_Exercise objective_
What is needed is an exact copy of the entries below, from the line that contains "of the thermostat" through the final line, both included, and nothing else.

[Start of Given records]

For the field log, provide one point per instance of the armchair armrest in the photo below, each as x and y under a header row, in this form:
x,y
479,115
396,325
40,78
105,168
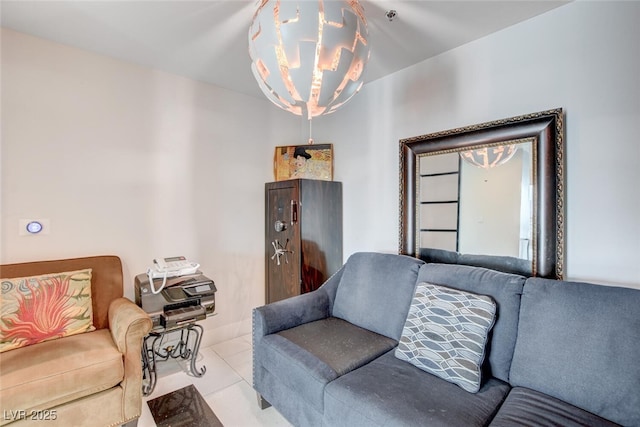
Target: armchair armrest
x,y
129,324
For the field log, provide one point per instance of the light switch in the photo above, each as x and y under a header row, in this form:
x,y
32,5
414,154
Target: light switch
x,y
33,227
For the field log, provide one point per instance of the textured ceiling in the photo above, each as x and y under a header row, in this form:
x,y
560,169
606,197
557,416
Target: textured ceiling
x,y
207,40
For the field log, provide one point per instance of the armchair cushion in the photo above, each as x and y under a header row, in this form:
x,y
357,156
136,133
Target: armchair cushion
x,y
46,374
45,307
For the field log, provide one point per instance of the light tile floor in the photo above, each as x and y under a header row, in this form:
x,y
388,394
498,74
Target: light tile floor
x,y
226,385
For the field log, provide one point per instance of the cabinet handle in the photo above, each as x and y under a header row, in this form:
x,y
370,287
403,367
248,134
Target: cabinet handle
x,y
294,212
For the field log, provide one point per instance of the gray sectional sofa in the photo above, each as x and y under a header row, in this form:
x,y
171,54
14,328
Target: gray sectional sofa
x,y
557,353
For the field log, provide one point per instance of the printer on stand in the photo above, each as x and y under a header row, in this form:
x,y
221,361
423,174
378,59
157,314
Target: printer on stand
x,y
175,309
183,299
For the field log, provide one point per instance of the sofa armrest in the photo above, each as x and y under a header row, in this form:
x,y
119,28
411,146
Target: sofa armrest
x,y
129,324
291,312
295,311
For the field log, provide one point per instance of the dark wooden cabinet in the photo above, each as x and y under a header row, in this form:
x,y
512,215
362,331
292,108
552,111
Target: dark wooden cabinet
x,y
303,235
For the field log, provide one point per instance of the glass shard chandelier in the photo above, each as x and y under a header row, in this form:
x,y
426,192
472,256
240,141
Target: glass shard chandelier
x,y
489,157
309,56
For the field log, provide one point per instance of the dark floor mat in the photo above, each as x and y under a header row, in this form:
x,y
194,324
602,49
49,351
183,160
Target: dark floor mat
x,y
183,408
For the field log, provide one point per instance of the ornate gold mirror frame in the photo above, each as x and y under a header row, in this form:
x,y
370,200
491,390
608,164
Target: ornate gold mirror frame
x,y
545,132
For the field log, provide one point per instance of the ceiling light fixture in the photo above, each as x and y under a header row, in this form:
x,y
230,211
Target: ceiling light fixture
x,y
489,157
309,56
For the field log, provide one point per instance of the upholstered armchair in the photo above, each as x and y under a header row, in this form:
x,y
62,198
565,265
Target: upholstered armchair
x,y
92,374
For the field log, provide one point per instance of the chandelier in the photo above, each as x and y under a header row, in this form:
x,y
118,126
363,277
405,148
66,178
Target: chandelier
x,y
489,157
309,56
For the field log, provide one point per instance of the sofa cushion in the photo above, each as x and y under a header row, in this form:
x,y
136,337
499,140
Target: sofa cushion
x,y
525,407
391,392
338,343
54,372
446,332
504,288
374,283
307,357
579,342
41,308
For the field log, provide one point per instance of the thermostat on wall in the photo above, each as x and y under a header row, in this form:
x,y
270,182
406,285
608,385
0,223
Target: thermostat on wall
x,y
32,227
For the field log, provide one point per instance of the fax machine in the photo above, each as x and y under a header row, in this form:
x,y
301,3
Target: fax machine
x,y
184,299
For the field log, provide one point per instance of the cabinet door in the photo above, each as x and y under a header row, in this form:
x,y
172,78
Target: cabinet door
x,y
282,240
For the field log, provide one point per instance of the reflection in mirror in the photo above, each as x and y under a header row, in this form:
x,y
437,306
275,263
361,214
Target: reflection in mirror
x,y
473,204
489,195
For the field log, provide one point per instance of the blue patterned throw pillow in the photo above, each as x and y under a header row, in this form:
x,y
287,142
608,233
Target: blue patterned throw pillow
x,y
446,332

[End of Given records]

_Response for this exercise_
For the field log, provide one point per instance of the thermostat on wall in the photo above, each as x and y under a header row, in this form:
x,y
270,182
406,285
608,385
0,223
Target: thermostat on wall
x,y
32,227
For the field log, provide one point per instance of the fax machine in the photo above, each as x and y under a header row, in this form:
x,y
301,3
Target: fax machine
x,y
184,299
For the field log, provide one point per instance of the cabinet door in the photo above, each as x and y under a header row, in this form:
x,y
172,78
Target: cabinet door
x,y
282,240
For the field log, provide one point per instance of the reflection in mirror in the photo above, each as x and y under a header row, in this form:
x,y
437,306
275,263
361,214
Target: reflection in mirror
x,y
473,204
489,195
For the field log, provide one point per instance of the blue patterned throw pillow in the photo above, each as x and y under a header row, in this form:
x,y
287,142
608,233
Target: blue patterned throw pillow
x,y
446,332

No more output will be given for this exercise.